WORK ITEM: Will you write out the data exactly, excluding every picture?

GIVEN DATA:
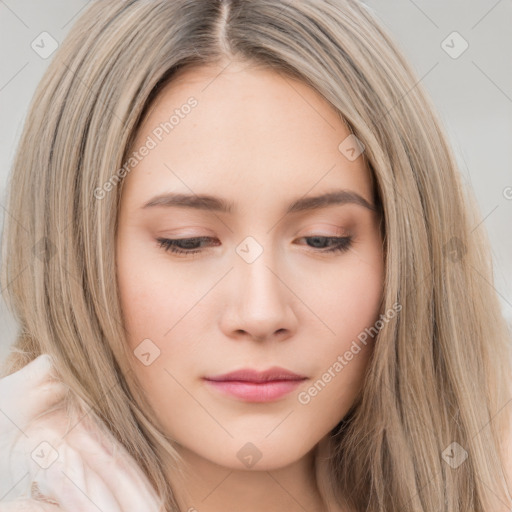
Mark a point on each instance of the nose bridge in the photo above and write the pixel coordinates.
(260, 303)
(256, 273)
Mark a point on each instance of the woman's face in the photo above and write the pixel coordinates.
(268, 276)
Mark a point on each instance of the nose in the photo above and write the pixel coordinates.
(260, 304)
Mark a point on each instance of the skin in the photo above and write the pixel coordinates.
(261, 141)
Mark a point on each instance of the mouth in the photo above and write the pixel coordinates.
(250, 385)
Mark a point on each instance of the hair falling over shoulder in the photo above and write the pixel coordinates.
(439, 378)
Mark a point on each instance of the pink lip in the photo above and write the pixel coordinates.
(254, 386)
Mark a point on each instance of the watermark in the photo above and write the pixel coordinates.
(454, 455)
(304, 397)
(454, 45)
(249, 454)
(151, 142)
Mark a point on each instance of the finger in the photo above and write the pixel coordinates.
(28, 393)
(27, 505)
(75, 485)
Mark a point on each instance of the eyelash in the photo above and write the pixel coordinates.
(343, 244)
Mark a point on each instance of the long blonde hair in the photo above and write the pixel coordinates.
(440, 369)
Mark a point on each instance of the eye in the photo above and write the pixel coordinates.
(194, 245)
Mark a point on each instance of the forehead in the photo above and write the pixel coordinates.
(251, 128)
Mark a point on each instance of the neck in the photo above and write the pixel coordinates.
(302, 485)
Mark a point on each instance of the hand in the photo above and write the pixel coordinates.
(79, 465)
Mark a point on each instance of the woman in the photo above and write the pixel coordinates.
(247, 249)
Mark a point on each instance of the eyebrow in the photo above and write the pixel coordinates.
(217, 204)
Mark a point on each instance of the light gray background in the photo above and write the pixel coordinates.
(473, 93)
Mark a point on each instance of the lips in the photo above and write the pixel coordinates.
(275, 373)
(251, 385)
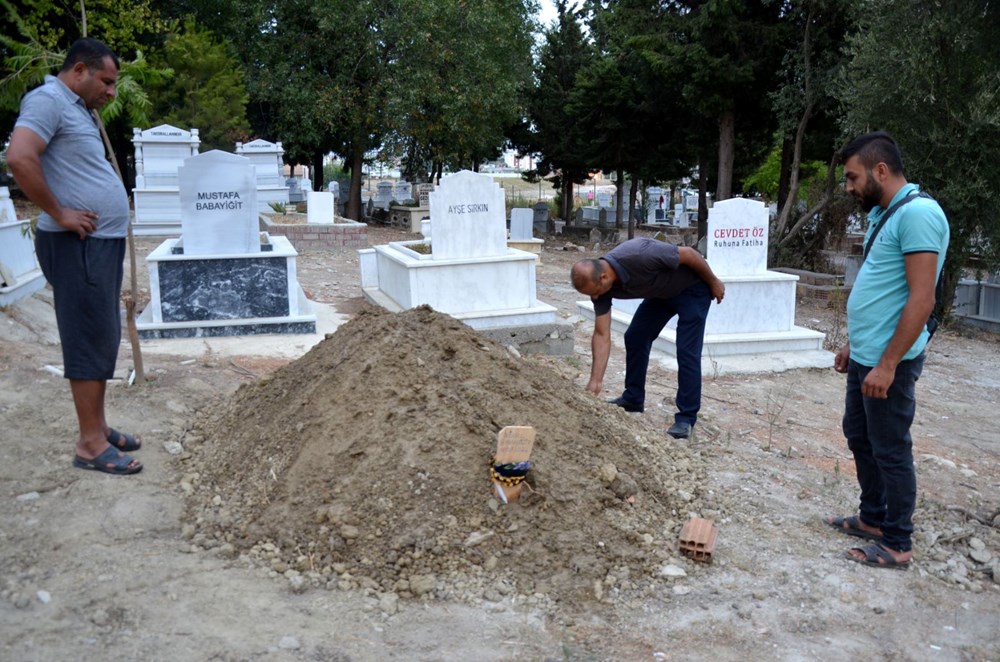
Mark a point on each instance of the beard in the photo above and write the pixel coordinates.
(871, 195)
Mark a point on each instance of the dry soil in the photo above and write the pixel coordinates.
(333, 503)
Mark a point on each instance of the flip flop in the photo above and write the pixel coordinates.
(876, 556)
(111, 461)
(851, 526)
(124, 442)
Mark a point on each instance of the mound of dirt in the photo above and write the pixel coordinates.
(364, 465)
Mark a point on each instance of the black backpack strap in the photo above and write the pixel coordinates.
(885, 218)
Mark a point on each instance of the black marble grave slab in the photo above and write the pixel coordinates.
(224, 289)
(228, 330)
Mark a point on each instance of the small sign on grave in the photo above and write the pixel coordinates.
(737, 237)
(218, 192)
(319, 207)
(402, 191)
(521, 224)
(423, 194)
(468, 216)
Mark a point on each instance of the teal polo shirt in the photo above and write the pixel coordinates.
(880, 291)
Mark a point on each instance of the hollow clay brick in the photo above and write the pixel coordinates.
(697, 539)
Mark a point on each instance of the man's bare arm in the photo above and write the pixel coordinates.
(600, 348)
(693, 260)
(24, 157)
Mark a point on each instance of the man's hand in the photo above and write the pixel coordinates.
(718, 290)
(877, 383)
(842, 357)
(78, 221)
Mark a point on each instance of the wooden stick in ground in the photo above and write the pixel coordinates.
(514, 444)
(130, 298)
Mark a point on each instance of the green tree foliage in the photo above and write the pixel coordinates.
(206, 90)
(37, 34)
(929, 74)
(463, 78)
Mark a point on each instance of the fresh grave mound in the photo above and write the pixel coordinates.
(364, 464)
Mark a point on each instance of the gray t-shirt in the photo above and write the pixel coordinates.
(73, 162)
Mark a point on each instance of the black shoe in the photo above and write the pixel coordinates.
(626, 405)
(680, 430)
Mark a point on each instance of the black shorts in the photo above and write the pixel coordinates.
(86, 279)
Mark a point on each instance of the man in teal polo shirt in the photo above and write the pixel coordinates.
(887, 314)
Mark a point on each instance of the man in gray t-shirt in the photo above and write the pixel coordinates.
(58, 159)
(672, 281)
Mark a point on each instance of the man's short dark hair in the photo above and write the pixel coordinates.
(874, 148)
(91, 52)
(586, 272)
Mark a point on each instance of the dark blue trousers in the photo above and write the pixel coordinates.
(691, 307)
(878, 433)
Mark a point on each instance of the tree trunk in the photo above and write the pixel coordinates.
(727, 154)
(633, 190)
(354, 198)
(831, 180)
(793, 187)
(787, 150)
(702, 197)
(567, 206)
(317, 167)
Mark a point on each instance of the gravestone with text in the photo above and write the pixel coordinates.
(754, 327)
(266, 158)
(467, 214)
(521, 223)
(737, 237)
(159, 152)
(219, 205)
(423, 194)
(469, 272)
(319, 207)
(20, 274)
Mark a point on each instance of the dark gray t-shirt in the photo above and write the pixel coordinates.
(74, 163)
(646, 269)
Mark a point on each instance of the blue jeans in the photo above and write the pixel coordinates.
(878, 433)
(691, 307)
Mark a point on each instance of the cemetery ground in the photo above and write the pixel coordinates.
(431, 567)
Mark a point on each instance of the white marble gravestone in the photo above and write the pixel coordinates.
(737, 237)
(222, 276)
(20, 274)
(656, 205)
(522, 231)
(753, 329)
(319, 207)
(402, 191)
(159, 152)
(521, 223)
(266, 158)
(423, 194)
(465, 216)
(218, 193)
(470, 272)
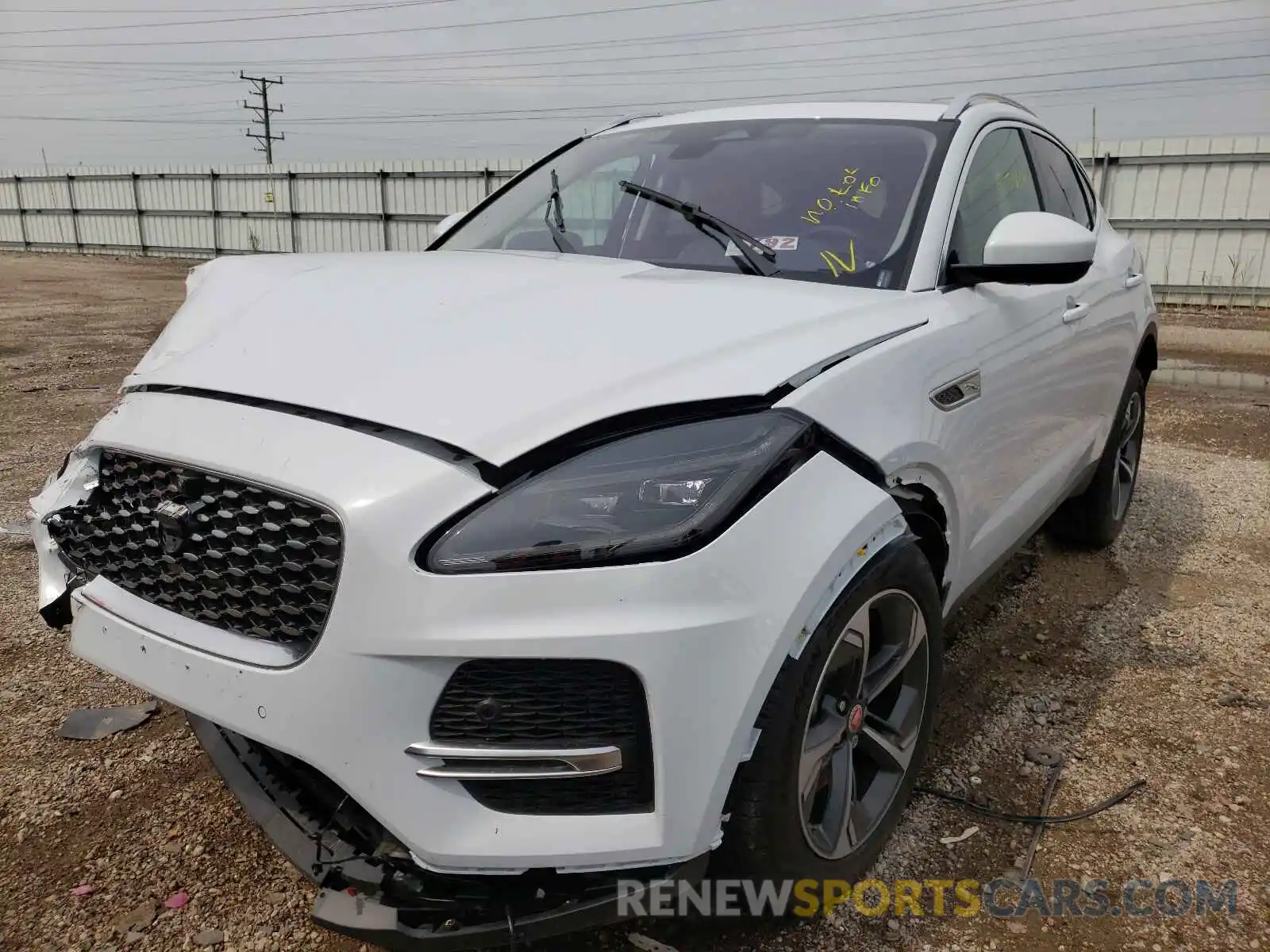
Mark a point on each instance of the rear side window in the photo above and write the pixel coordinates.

SOLVED EXERCISE:
Mark a point on each instance of the nose bridge in the photo above and write the pixel coordinates.
(260, 303)
(256, 273)
Mark a point on each instance of the woman's face in the photo above and write the pixel coordinates.
(268, 276)
Mark a point on each instance of the nose in the photo above and write the pixel coordinates.
(260, 304)
Mark a point on each instance of the skin in the photo above and write the pixel coordinates.
(261, 141)
Mark a point on each instance of the mouth in the photo above and write the pixel coordinates.
(250, 385)
Mark a point on each instance of the hair falling over shoulder in the photo above and write the pixel coordinates.
(439, 378)
Mark a point on each instance of the pink lip in the photo above and write the pixel coordinates.
(254, 386)
Mark a point on each instance of the watermark in the photo above and write the pixel coordinates.
(454, 455)
(304, 397)
(454, 45)
(249, 454)
(151, 142)
Mark a point on each instance of the finger in the photo above and write the pixel coordinates.
(28, 393)
(27, 505)
(75, 485)
Mark a point on each instance of the eyelash in the photo above and write the pixel coordinates.
(343, 244)
Mark a point on each instance of the long blonde hair in the photo above and write the pixel coordinates.
(440, 369)
Mark a point on each instance of the eye in the photo above and write the pixel coordinates.
(194, 245)
Mark a point on each instance of the forehead in the photo above and write the pixel coordinates.
(251, 128)
Mark a point on each instance of the neck in the photo above and write the pixel coordinates.
(302, 485)
Mark a point on each instance of the hand in the photo above and write the pixel coordinates.
(79, 465)
Mark a point on each instance of the woman in the photo above and write the pixel coordinates.
(247, 249)
Mark a point on each instance of the eyebrow in the photo above and write the pixel coordinates.
(217, 204)
Mark a point on each instance of the light gray background in the photo above and write the pixel coordinates.
(473, 93)
Mark a point on each instance of the lips in the photo above and write the pixel coordinates.
(275, 373)
(251, 385)
Mark a point on each instance of the beard in the photo above and write the pixel coordinates.
(871, 195)
Mark a point on each instance of the dry soil in the photo above and write the pixel coordinates.
(333, 503)
Mark a point on each instance of the flip flop in the photo above and write the pixel coordinates.
(876, 556)
(111, 461)
(851, 526)
(124, 442)
Mark a point on each instance of the mound of dirt in the photo above and write the pixel coordinates.
(364, 465)
Mark a point on each instance of the black backpack strap in the photo above and write the pixel coordinates.
(885, 218)
Mark a point on each instance of the black marble grave slab in the photo above and write the pixel coordinates.
(224, 289)
(228, 330)
Mark a point on each instance of the small sign on grave in the photo above and write the pixel coordinates.
(737, 237)
(218, 192)
(319, 207)
(402, 191)
(521, 224)
(423, 194)
(468, 216)
Mark a point on each instance of the teal polo shirt in the photo above and write the pixel coordinates.
(880, 291)
Mark a point on each instance of the hollow clay brick in the photo above and write the pixel coordinates.
(697, 539)
Mark a point on each instance of the man's bare arm in the photo above and write the pixel coordinates.
(600, 348)
(693, 260)
(24, 157)
Mark a point on each instance of the man's hand in the photo above and write the pixel coordinates.
(718, 290)
(877, 383)
(842, 357)
(78, 221)
Mark a point on each instance of the wooden stick in ground in the photo above and write the pixel coordinates.
(514, 444)
(130, 298)
Mark a point on each instance of the green tree foliage in the photo above and write the pixel coordinates.
(206, 90)
(37, 34)
(929, 74)
(463, 78)
Mark a point on each instance of the fresh grave mound in the photo above and write the pixel coordinates.
(364, 464)
Mark a point on each instance of the gray t-shirt in the photo above and write the pixel coordinates.
(73, 162)
Mark a point on each instance of the black shoe in the photo above and write the pixel coordinates.
(626, 405)
(680, 430)
Mark a point on each instance of the black shorts in the photo above and write the pixel coordinates.
(86, 279)
Mark a point on each instance of the man in teal polo shirt in the photo above and write the pixel coordinates.
(887, 314)
Mark a point on each instance of the man in gray t-shirt in the photo above and write the pixel coordinates.
(58, 159)
(672, 281)
Mark a point on each instance of the man's short dark hair in the photo above and write the pixel coordinates.
(874, 148)
(91, 52)
(586, 272)
Mark a point on each instance of the dark blue trousers in the photo above and write the pixel coordinates.
(691, 307)
(878, 433)
Mark a point on each instance of the tree trunk in the photo above and write the pixel coordinates.
(727, 154)
(633, 190)
(354, 198)
(831, 180)
(793, 187)
(787, 150)
(702, 197)
(567, 206)
(317, 167)
Mark a point on each instance of the gravestone with text in the photo above and write the pixel coordinates.
(754, 327)
(266, 158)
(467, 214)
(521, 223)
(737, 237)
(159, 152)
(219, 205)
(423, 194)
(469, 272)
(319, 207)
(20, 274)
Mark a point on each instance of the dark gray t-shirt in the photo above and write the pixel coordinates.
(74, 163)
(646, 269)
Mark a point on each instance of the blue jeans in the photo above and write the pixel coordinates.
(878, 433)
(691, 307)
Mark a point on each instance of the cemetery ground in the photo above and write the pixel coordinates.
(431, 567)
Mark a point on each instance of the white marble gravestone in the photo above and write the pixel coordinates.
(737, 237)
(222, 276)
(20, 274)
(656, 205)
(522, 231)
(753, 329)
(319, 207)
(402, 191)
(159, 152)
(521, 223)
(266, 158)
(423, 194)
(465, 216)
(218, 193)
(470, 272)
Mark a point on each instance of the rear side window in the photo above and write the pixel coordinates.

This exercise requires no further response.